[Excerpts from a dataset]
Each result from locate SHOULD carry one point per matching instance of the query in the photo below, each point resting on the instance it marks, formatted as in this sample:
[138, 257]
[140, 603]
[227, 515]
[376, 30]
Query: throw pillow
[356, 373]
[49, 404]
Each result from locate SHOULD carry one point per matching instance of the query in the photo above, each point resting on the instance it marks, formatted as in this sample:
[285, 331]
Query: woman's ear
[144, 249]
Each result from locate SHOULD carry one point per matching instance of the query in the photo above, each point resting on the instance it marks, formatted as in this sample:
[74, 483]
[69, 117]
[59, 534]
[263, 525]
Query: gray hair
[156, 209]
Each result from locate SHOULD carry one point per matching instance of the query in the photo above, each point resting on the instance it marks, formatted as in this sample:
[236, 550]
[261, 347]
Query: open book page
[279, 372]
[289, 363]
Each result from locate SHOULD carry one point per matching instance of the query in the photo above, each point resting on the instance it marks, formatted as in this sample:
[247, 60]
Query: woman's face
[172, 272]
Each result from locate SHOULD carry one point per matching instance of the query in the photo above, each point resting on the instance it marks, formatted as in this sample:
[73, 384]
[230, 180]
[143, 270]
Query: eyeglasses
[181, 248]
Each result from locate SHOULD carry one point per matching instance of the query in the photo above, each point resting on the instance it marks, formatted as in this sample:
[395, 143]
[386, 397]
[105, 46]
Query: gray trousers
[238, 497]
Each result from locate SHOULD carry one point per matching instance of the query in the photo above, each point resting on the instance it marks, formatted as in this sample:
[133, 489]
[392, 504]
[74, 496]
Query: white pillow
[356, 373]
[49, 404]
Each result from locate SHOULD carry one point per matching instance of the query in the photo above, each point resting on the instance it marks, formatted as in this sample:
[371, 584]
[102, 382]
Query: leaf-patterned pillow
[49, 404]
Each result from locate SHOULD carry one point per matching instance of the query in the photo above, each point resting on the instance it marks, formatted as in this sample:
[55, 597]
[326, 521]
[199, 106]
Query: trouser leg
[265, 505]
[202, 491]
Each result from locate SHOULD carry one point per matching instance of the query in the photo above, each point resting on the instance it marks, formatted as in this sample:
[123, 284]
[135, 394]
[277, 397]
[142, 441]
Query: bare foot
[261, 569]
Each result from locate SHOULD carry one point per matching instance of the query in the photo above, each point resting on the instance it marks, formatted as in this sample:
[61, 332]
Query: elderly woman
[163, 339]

▸ **DIRECTIONS**: Your answer should be all of the records, transcribed exactly.

▸ **THE ANSWER**:
Each result from locate SHOULD carry one point per matching instance of the query in the photo below, each point resting on the instance it marks, formatted as in this sample:
[138, 257]
[140, 603]
[227, 515]
[376, 30]
Query: throw pillow
[356, 373]
[49, 404]
Each result from locate SHOULD carry one point per matching instance of the query in the photo above, each point resting on the instance it marks, formatted as in this sample:
[285, 331]
Query: woman's ear
[144, 249]
Each result from locate SHOULD carry one point per matching instance of the query in the photo above, each point resting on the instance it marks, formatted as in this sample:
[74, 483]
[69, 117]
[59, 534]
[263, 525]
Query: gray hair
[156, 209]
Each result from locate SHOULD carry one point per matching instance of the query in the photo above, each point resting on the instance it marks, formatted as in this sample:
[236, 550]
[261, 347]
Query: open book page
[279, 372]
[289, 363]
Each result from locate SHOULD carry one point per matching instance of the query in the photo above, each point resting on the instance it marks, formatted as in this sample:
[247, 60]
Query: woman's face
[172, 272]
Each result from locate SHOULD carry one point per matching instance of the query in the photo above, each point resting on the instance it marks, formatted as in this sample:
[73, 384]
[230, 180]
[143, 270]
Query: eyeglasses
[181, 248]
Each result from locate SHOULD carry one point per matching instance of the query in the photo above, each point resting on the instance it marks, formatted as in this sample:
[395, 143]
[386, 397]
[105, 46]
Query: gray trousers
[238, 497]
Each result from locate SHOULD carry one point per matching instance of the query in the photo above, each point resting on the instance it marks, formatted as in this sample:
[133, 489]
[392, 504]
[74, 496]
Query: white pillow
[356, 373]
[49, 404]
Each result from locate SHOULD carry one point per matching instance of the query in the photo above, each point resting on the instance it marks, formatted as in this sample:
[371, 584]
[102, 382]
Query: leaf-patterned pillow
[49, 404]
Each result from locate SHOULD carry one point per matching instance of the query in the photo above, each point resting on the instance it marks, formatted as in this sample:
[55, 597]
[326, 521]
[199, 106]
Query: trouser leg
[265, 505]
[202, 491]
Each result from locate SHOULD carry one point per matching instance of the query in the photo above, each point resting on the instance it marks, formatted as in this sample:
[123, 284]
[135, 394]
[277, 397]
[142, 441]
Query: bare foot
[261, 569]
Each result from locate SHOULD carry one point per matching instance of the query in the photo above, each point resting on the instance it marks, formatted as in this sample:
[61, 332]
Query: elderly woman
[163, 339]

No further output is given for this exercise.